> **What this task involves**
Format every line of the records below as a two-column Markdown table, with Row holding a sequential number and Line holding the line itself. Omit blank lines.

> **Material provided**
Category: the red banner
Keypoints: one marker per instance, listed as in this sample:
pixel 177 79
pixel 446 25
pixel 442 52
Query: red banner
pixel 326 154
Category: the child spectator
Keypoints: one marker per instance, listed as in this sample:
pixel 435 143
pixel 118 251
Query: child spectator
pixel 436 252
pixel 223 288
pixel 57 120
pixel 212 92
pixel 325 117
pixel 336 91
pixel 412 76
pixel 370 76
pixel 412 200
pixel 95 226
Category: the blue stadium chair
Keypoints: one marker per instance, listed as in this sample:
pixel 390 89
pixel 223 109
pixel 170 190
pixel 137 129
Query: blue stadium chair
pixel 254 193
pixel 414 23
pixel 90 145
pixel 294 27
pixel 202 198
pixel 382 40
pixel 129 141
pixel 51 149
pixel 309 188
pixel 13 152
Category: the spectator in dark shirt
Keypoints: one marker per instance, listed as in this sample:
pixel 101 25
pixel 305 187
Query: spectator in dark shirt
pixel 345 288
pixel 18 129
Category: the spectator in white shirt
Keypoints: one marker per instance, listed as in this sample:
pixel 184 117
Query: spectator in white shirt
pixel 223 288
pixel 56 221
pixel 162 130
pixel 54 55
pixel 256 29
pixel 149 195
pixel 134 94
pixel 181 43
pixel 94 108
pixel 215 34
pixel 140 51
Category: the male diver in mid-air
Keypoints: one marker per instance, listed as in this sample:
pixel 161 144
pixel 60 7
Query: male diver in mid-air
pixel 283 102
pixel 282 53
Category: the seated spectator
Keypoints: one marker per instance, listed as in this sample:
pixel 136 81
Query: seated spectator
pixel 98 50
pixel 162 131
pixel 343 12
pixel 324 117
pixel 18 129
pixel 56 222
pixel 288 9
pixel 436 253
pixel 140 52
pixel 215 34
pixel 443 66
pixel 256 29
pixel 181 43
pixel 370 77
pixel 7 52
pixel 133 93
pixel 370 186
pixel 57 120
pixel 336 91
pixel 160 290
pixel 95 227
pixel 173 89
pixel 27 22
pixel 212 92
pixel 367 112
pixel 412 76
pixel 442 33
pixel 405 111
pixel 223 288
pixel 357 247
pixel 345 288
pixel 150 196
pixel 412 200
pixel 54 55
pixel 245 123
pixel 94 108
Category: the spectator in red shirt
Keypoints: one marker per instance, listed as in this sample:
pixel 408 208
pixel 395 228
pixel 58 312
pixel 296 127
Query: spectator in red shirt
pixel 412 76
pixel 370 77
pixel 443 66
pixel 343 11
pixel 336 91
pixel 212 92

> **Result**
| Row | Line |
|---|---|
| 1 | Category: the red banner |
| 2 | Keypoints: one marker per instance, listed as in this sample: |
| 3 | pixel 177 79 |
| 4 | pixel 446 25 |
| 5 | pixel 442 52 |
| 6 | Query: red banner |
| 7 | pixel 326 154 |
| 8 | Category: the child spectator |
| 9 | Keypoints: one marker per instance, listed as in this sample: |
| 10 | pixel 435 143 |
| 11 | pixel 118 251 |
| 12 | Query: child spectator |
| 13 | pixel 436 252 |
| 14 | pixel 223 288 |
| 15 | pixel 57 120 |
| 16 | pixel 212 92 |
| 17 | pixel 325 117 |
| 18 | pixel 336 91 |
| 19 | pixel 412 76 |
| 20 | pixel 370 76 |
| 21 | pixel 412 200 |
| 22 | pixel 95 226 |
| 23 | Category: the blue stadium chair |
| 24 | Keypoints: one marker per instance, listed as in this sample: |
| 25 | pixel 390 89 |
| 26 | pixel 223 109 |
| 27 | pixel 170 190 |
| 28 | pixel 137 129 |
| 29 | Query: blue stadium chair |
| 30 | pixel 254 193 |
| 31 | pixel 414 23 |
| 32 | pixel 90 145 |
| 33 | pixel 294 27 |
| 34 | pixel 202 198 |
| 35 | pixel 382 40 |
| 36 | pixel 129 141 |
| 37 | pixel 51 149 |
| 38 | pixel 309 188 |
| 39 | pixel 13 152 |
| 40 | Category: the spectator in dark shirt |
| 41 | Keypoints: one marker per instance, listed as in this sample: |
| 42 | pixel 101 25 |
| 43 | pixel 305 187 |
| 44 | Query: spectator in dark shirt |
| 45 | pixel 345 288 |
| 46 | pixel 18 129 |
| 47 | Category: the spectator in white shirt |
| 48 | Keypoints: one marker per instance, listed as in this sample: |
| 49 | pixel 184 117 |
| 50 | Query: spectator in white shirt |
| 51 | pixel 223 288 |
| 52 | pixel 56 221 |
| 53 | pixel 162 130 |
| 54 | pixel 54 55 |
| 55 | pixel 256 29 |
| 56 | pixel 149 195 |
| 57 | pixel 134 94 |
| 58 | pixel 181 43 |
| 59 | pixel 94 108 |
| 60 | pixel 215 34 |
| 61 | pixel 140 51 |
| 62 | Category: the male diver in mid-air |
| 63 | Keypoints: one marker per instance, listed as in this sample: |
| 64 | pixel 161 144 |
| 65 | pixel 60 7 |
| 66 | Query: male diver in mid-air |
| 67 | pixel 283 102 |
| 68 | pixel 282 53 |
| 69 | Category: the seated spectator |
| 70 | Keypoints: one marker per instance, listed as in this sample: |
| 71 | pixel 136 81 |
| 72 | Query: seated spectator |
| 73 | pixel 98 50 |
| 74 | pixel 162 131 |
| 75 | pixel 343 12 |
| 76 | pixel 324 117 |
| 77 | pixel 18 129 |
| 78 | pixel 56 222 |
| 79 | pixel 288 9 |
| 80 | pixel 436 253 |
| 81 | pixel 140 52 |
| 82 | pixel 215 34 |
| 83 | pixel 443 66 |
| 84 | pixel 256 29 |
| 85 | pixel 181 43 |
| 86 | pixel 370 77 |
| 87 | pixel 7 52 |
| 88 | pixel 133 93 |
| 89 | pixel 370 186 |
| 90 | pixel 57 120 |
| 91 | pixel 336 91 |
| 92 | pixel 160 290 |
| 93 | pixel 95 227 |
| 94 | pixel 173 89 |
| 95 | pixel 27 22 |
| 96 | pixel 212 92 |
| 97 | pixel 367 112 |
| 98 | pixel 412 76 |
| 99 | pixel 442 33 |
| 100 | pixel 405 111 |
| 101 | pixel 223 288 |
| 102 | pixel 357 247 |
| 103 | pixel 345 288 |
| 104 | pixel 150 196 |
| 105 | pixel 412 200 |
| 106 | pixel 54 55 |
| 107 | pixel 245 123 |
| 108 | pixel 94 108 |
| 109 | Category: the spectator in red shirt |
| 110 | Keypoints: one marker per instance, listed as in this sample: |
| 111 | pixel 408 208 |
| 112 | pixel 395 228 |
| 113 | pixel 58 312 |
| 114 | pixel 296 127 |
| 115 | Query: spectator in red shirt |
| 116 | pixel 412 76 |
| 117 | pixel 370 77 |
| 118 | pixel 443 66 |
| 119 | pixel 343 11 |
| 120 | pixel 336 91 |
| 121 | pixel 212 92 |